— Problem requirements —
Copy the passage about God and suffering word for word, from start to finish.

— Excerpted text —
____

That God who runs the universe from a control panel somewhere up in a place called “heaven” is an easy god to believe in – when life is going your way. But when life turns, when tragedy comes, or when you see a photograph of starving children on the cover of a magazine and it stirs something inside you that says, “That’s not right!”, you can’t help but wonder why the man at the controls would do that, or even allow it happen.
Did God know those children on the magazine cover would end up starving? What did God know, and when did He know it, about any of the tragedies we have seen and experienced?
Without an answer to such a question, Steve Jobs – and many others – have given up on Christianity.
I think they’ve made a mistake.
You see, it’s not that Christians don’t have an answer for why bad things happen to good people. The problem is really that we have too many answers – bad answers – simplistic answers – trite answers – like the preacher I once heard who said that since God gave life to people, God has every right to take their life away.
Try arguing that theory in a human court of law defending a parent killing their child. “I gave him life, I can take it away.”
No, you can’t.
No, it’s not that Christianity has no answer to peoples’ suffering, but rather that we sometimes have too many answers and most of them are overly simplistic, blindly nonsensical, and just plain wrong.

____

— Stored rows —

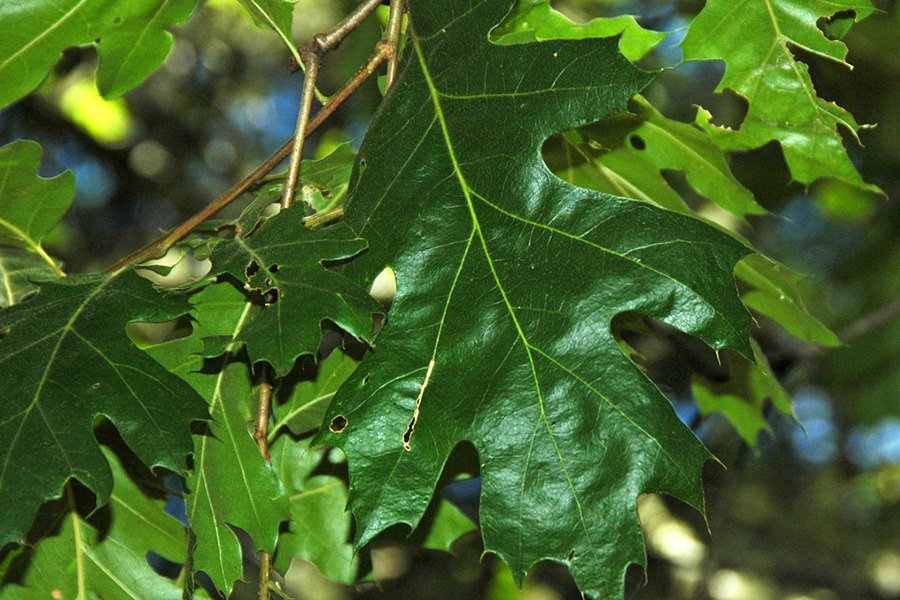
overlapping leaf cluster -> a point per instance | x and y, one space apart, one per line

____

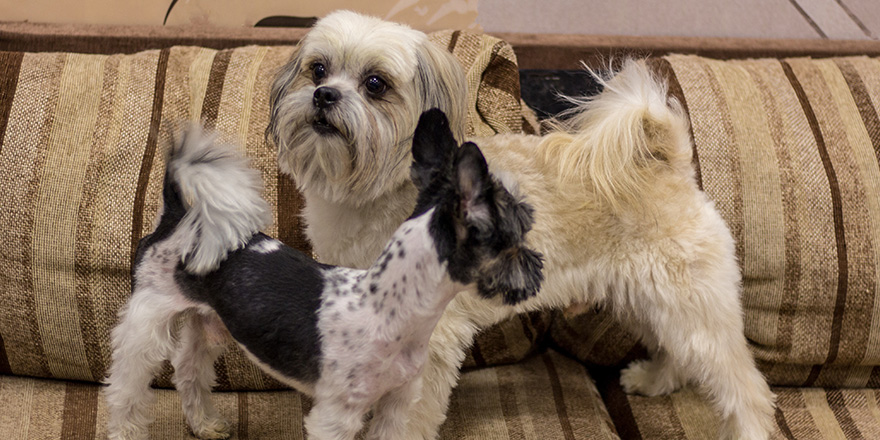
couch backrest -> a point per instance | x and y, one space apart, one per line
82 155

____

— Task answer —
That God who runs the universe from a control panel somewhere up in a place called “heaven” is an easy god to believe in – when life is going your way. But when life turns, when tragedy comes, or when you see a photograph of starving children on the cover of a magazine and it stirs something inside you that says, “That’s not right!”, you can’t help but wonder why the man at the controls would do that, or even allow it happen.
Did God know those children on the magazine cover would end up starving? What did God know, and when did He know it, about any of the tragedies we have seen and experienced?
Without an answer to such a question, Steve Jobs – and many others – have given up on Christianity.
I think they’ve made a mistake.
You see, it’s not that Christians don’t have an answer for why bad things happen to good people. The problem is really that we have too many answers – bad answers – simplistic answers – trite answers – like the preacher I once heard who said that since God gave life to people, God has every right to take their life away.
Try arguing that theory in a human court of law defending a parent killing their child. “I gave him life, I can take it away.”
No, you can’t.
No, it’s not that Christianity has no answer to peoples’ suffering, but rather that we sometimes have too many answers and most of them are overly simplistic, blindly nonsensical, and just plain wrong.